Working data —
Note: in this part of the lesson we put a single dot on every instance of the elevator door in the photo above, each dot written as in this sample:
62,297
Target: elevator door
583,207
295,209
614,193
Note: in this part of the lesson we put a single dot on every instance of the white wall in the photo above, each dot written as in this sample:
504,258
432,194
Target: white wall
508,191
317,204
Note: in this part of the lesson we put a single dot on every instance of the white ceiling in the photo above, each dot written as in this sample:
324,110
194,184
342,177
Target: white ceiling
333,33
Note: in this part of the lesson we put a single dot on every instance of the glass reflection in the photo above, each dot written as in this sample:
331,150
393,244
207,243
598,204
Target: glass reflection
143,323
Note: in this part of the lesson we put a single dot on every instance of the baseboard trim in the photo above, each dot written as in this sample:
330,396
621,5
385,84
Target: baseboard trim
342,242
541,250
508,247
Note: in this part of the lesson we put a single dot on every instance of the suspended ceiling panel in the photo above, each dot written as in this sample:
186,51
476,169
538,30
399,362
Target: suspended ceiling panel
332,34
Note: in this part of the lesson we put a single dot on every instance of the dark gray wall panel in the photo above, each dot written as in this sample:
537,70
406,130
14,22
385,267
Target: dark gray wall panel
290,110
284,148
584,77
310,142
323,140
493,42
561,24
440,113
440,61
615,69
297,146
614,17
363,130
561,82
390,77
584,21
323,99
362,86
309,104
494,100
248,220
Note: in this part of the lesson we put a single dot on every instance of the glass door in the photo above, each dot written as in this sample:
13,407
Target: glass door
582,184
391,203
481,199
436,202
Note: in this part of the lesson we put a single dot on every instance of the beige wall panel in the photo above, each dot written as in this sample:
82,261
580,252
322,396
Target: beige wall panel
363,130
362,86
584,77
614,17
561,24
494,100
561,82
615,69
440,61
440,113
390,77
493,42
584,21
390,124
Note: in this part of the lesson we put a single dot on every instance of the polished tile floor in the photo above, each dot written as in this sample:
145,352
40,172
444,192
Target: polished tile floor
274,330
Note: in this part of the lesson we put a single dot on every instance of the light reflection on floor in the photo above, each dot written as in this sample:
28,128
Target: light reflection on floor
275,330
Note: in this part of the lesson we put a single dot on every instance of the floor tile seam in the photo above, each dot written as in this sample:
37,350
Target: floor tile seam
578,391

Exercise details — Copy out all the rows above word for word, keeping every line unchanged and in its original order.

Result of the exercise —
Note: in this part of the lesson we put a single dot on every instance of the elevator door in the photo above, each dot written as in this sample:
62,297
Target: elevator door
583,207
295,209
614,193
Note: in this part of the lesson we put a single dot on every instance of the white wall in the photo above, each dot written as in this sample:
504,258
432,194
Target: white wall
508,191
317,204
Note: in this part of the lesson we put a single dot on every instance of the white ceiling in the photo above, each dot written as in this sample:
324,110
194,184
342,177
Target: white ceiling
333,33
Note: in this part of the lesson we put a single dot on every instance of the glass reflection in the photo above, each dot written as in this sample:
331,150
393,244
207,243
598,204
Target: glass reflection
143,323
Note: in this part of the lesson we put a single dot on every instance of the baseboard trim in the photo above, each dot written as in this sample:
330,396
621,5
385,84
Target: baseboard trim
342,242
541,250
508,247
Note: in this part of the lesson we put a single dot on every instance of the suspended ceiling panel in the photo above, each dot written as in this sample:
186,51
476,169
538,30
399,362
Target: suspended ceiling panel
332,34
Note: in this part of the lesson we put a single dot on every instance of the dark gray wall panel in the photo above, each dot written as in this sample:
537,70
406,130
14,22
385,267
Target: dark gray wall panel
290,110
284,148
584,77
310,142
323,140
493,42
561,24
440,113
440,61
615,69
297,146
614,17
363,130
561,82
390,77
584,21
323,99
362,86
309,104
494,100
248,220
Note: in this part of the lesson we put a single dot on every instance of the glass door in the photo above, each dot written as in this sample:
13,407
Target: glass door
582,184
391,203
481,199
436,202
Note: in this part of the lesson we put a single dot on every instance of the beige wall panel in the photo above, each dot written as in this sample:
82,261
580,252
322,396
Target: beige wall panel
363,130
362,86
584,77
614,17
561,24
494,100
561,82
615,69
440,61
440,113
390,77
493,42
584,21
390,124
Note: in this part of the lesson we put a single dot on every instance of the polished tile floor in the photo above, each dot written as in this sample:
145,352
40,172
444,192
Target: polished tile floor
274,330
Note: in this part of the lesson we put a single dot on every instance of the light reflection on floor in the photo above, each dot written as in this sample:
28,128
Target: light reflection on floor
275,330
Note: in this part of the lesson we put a single dot on every instance of the floor tile seam in the photo above, each dot written as in this sample:
37,350
Target: floor tile seam
578,391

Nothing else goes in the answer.